SUPPLIED PASSAGE:
Opinion
November 1, 1954.
March 4, 1955.
Present: QUA, C.J., RONAN, WILKINS, SPALDING, WILLIAMS, JJ.
Workmen's Compensation Act, Injuries to which act applies. Proximate Cause. Evidence, Presumptions and burden of proof.
In a workmen's compensation case involving a department store stock boy found crushed to death between the platform of a freight elevator and one of the floors in the store, evidence showing that the boy was forbidden to operate the elevator and that he had no occasion to be on it in the course of his work precluded operation of the presumption furnished by G.L. (Ter. Ed.) c. 152, § 7A, inserted by St. 1947, c. 380, and, since the evidence otherwise did not show how he came to be on the elevator or how his death occurred, a finding that his death resulted from an injury arising out of and in the course of his employment was not warranted.
CERTIFICATION to the Superior Court of a decision by the Industrial Accident Board under the workmen's compensation act.
The case was heard by Morton, J.
Daniel A. Canning, for the insurer.
William J. Fitzgerald, for the claimant.
This is an appeal from a decree awarding compensation to the dependent mother of Robert LeBlanc who was crushed to death between the platform of an elevator and one of the floors of a large department store where he had been employed as a stock boy.

DATA LINES:
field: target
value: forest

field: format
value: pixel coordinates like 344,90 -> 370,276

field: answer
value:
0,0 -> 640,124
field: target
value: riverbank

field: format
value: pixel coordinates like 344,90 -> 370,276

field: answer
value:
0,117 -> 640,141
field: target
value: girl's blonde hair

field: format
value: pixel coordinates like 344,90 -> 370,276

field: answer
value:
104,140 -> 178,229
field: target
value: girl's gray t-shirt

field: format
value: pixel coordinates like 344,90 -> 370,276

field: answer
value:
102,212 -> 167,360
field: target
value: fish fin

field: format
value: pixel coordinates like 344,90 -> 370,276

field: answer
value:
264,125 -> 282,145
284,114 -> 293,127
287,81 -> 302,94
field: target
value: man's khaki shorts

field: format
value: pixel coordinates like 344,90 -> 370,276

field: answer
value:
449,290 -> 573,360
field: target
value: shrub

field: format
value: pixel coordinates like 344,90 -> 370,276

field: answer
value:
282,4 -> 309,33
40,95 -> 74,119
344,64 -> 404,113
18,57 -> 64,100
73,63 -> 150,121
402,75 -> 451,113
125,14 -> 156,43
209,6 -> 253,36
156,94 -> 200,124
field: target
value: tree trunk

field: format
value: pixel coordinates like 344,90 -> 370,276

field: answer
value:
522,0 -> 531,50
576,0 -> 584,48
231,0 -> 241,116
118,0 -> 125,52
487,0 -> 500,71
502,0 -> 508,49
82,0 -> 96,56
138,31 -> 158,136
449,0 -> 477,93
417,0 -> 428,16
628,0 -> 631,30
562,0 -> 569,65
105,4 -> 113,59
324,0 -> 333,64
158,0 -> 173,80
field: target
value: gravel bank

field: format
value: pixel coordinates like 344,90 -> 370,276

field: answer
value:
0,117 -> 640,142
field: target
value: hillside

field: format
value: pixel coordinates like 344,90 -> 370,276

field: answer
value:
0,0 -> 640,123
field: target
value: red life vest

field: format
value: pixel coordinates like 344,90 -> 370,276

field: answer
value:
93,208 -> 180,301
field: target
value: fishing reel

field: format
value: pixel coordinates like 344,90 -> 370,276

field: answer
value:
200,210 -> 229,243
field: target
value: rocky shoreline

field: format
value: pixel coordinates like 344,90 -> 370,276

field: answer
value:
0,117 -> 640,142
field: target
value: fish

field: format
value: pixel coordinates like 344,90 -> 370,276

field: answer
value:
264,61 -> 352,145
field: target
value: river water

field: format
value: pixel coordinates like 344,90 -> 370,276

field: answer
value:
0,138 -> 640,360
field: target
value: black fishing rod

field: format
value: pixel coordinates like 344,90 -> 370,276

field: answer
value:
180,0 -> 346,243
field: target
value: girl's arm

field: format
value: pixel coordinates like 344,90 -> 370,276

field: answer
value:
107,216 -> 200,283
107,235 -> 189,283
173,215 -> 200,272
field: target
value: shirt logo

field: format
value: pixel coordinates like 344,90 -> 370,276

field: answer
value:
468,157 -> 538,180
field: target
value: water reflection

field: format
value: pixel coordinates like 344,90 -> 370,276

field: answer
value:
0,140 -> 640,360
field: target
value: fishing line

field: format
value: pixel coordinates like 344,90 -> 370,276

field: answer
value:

REQUIREMENTS:
1: In the compensation opinion above, rewrite the paragraph beginning "In a workmen's compensation case involving" more briefly, keeping its main facts.
2: According to the compensation opinion, who appeared for the insurer?

EXERCISE ANSWERS:
1: A department store stock boy was found crushed to death between a freight elevator platform and a store floor. Evidence showed he was forbidden to operate the elevator and had no work reason to be on it. That evidence blocked the presumption under G.L. (Ter. Ed.) c. 152, § 7A, inserted by St. 1947, c. 380. Because nothing else showed how he came to be on the elevator or how he died, a finding that his death arose out of and in the course of his employment was not warranted.

2: Daniel A. Canning.